** Data to process **
● ● ● ● ● ● ●
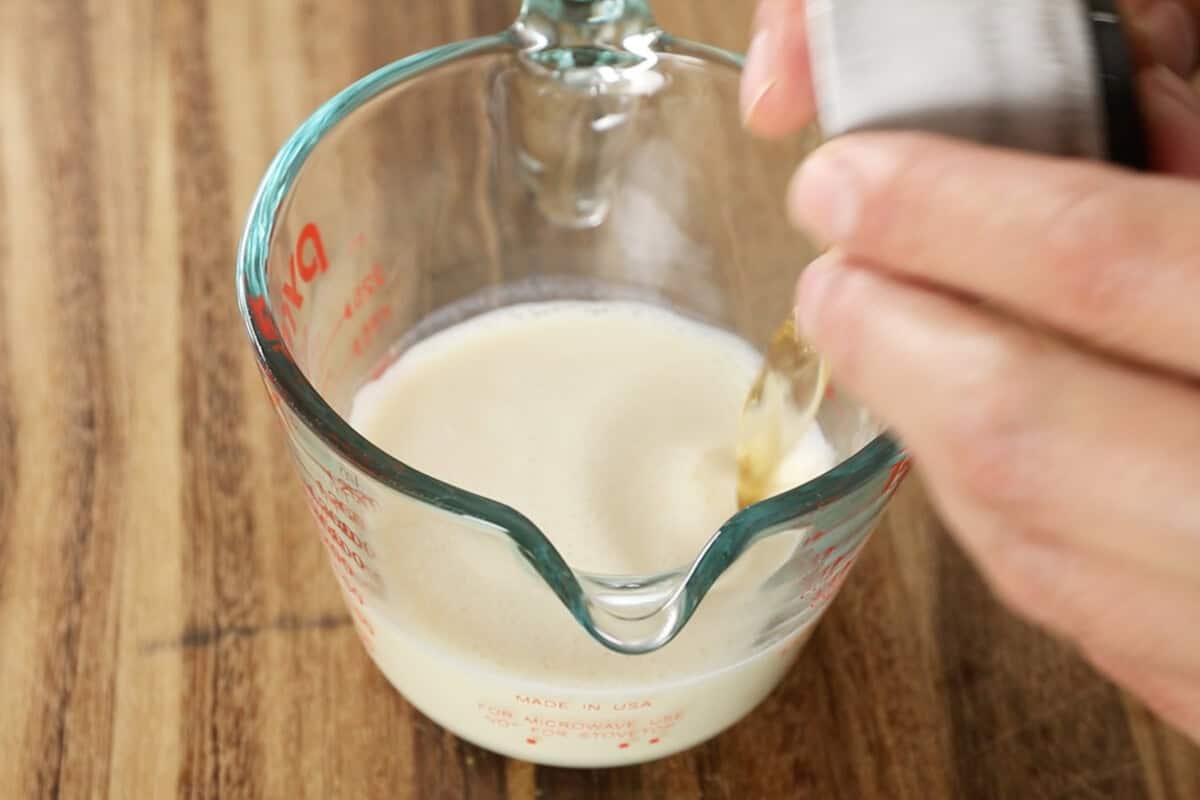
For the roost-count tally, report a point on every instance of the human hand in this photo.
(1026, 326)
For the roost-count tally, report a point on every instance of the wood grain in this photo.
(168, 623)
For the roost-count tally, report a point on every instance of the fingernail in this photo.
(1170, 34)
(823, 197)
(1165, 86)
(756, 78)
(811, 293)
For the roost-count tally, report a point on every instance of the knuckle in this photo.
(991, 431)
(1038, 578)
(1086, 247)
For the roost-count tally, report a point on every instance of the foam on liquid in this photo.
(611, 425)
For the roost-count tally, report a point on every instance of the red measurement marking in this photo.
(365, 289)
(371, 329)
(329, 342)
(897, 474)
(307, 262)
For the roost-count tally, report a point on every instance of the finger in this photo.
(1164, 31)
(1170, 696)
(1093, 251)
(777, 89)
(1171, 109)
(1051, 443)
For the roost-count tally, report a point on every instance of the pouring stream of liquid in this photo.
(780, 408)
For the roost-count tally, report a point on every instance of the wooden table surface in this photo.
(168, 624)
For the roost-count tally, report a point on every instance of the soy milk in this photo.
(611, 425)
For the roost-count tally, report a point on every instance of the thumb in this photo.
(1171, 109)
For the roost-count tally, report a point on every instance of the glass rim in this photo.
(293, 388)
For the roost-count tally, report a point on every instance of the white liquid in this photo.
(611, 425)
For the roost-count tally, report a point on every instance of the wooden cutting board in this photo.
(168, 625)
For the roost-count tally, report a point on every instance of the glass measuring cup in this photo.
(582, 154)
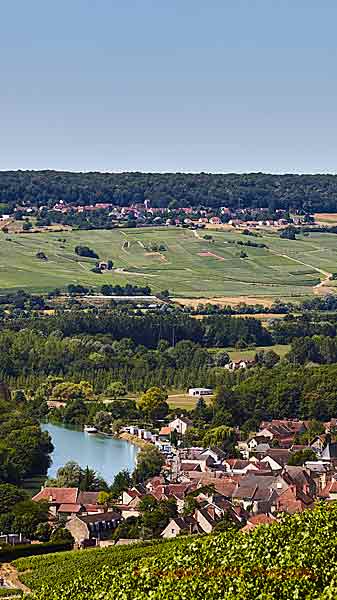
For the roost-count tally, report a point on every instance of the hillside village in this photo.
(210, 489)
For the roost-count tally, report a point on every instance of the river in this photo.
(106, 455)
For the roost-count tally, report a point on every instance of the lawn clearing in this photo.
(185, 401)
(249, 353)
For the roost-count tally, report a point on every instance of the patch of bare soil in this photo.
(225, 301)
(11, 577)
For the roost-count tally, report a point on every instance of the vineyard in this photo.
● ● ● ● ● ● ●
** What needs to be done **
Reproduce the lines between the one holding "fingernail in this photo." and the one holding "(1051, 443)", inclusive, substituting "bird-count" for "roost-count" and leaving everything else unchanged.

** Exercise answer **
For the bird-count tally, report a point on every instance of the fingernail in this photo.
(1170, 34)
(823, 197)
(1165, 86)
(756, 78)
(811, 293)
For the bird-count tally, report a point on every instance of the knuckle in this photo.
(991, 431)
(1038, 578)
(1086, 247)
For the bird-count tally, report a point on every instance of the foam on liquid in this photo.
(611, 425)
For the bird-count tally, report a point on every instance of the red measurement marking in this photo.
(365, 289)
(371, 329)
(329, 342)
(897, 474)
(307, 262)
For the bird-count tally, report a point on every instance of the finger in this photo.
(1164, 31)
(1170, 696)
(1093, 251)
(777, 89)
(1171, 109)
(1051, 443)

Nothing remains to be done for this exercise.